EXERCISE DESCRIPTION: An exact, word-for-word copy of the entries is required, beginning at the line that contains "written like [100,252]." and ending at the last line, both included.

DATA FOR THIS TASK:

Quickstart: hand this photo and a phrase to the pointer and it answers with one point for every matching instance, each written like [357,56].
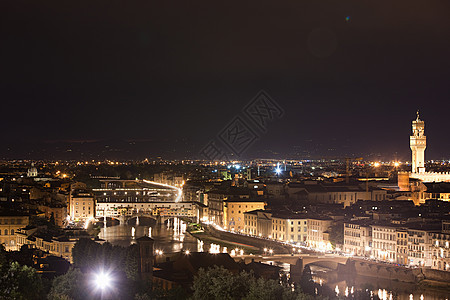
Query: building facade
[9,225]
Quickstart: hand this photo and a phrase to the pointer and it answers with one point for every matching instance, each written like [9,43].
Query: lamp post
[102,282]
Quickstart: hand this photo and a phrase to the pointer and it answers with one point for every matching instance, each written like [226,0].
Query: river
[172,237]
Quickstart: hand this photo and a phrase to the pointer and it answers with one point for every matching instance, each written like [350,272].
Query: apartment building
[358,238]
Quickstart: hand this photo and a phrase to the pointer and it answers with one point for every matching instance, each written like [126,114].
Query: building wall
[82,208]
[384,243]
[357,239]
[440,251]
[316,236]
[59,213]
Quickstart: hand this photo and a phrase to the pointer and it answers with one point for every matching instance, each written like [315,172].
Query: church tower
[418,143]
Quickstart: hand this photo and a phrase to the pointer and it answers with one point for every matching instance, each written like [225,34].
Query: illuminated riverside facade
[413,244]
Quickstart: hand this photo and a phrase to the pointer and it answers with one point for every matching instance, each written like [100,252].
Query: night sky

EXERCISE OUTPUT:
Quickstart: hand this photo and a phrase to the pointer and it answers with one point for every matching instance, each written like [100,252].
Query: night sky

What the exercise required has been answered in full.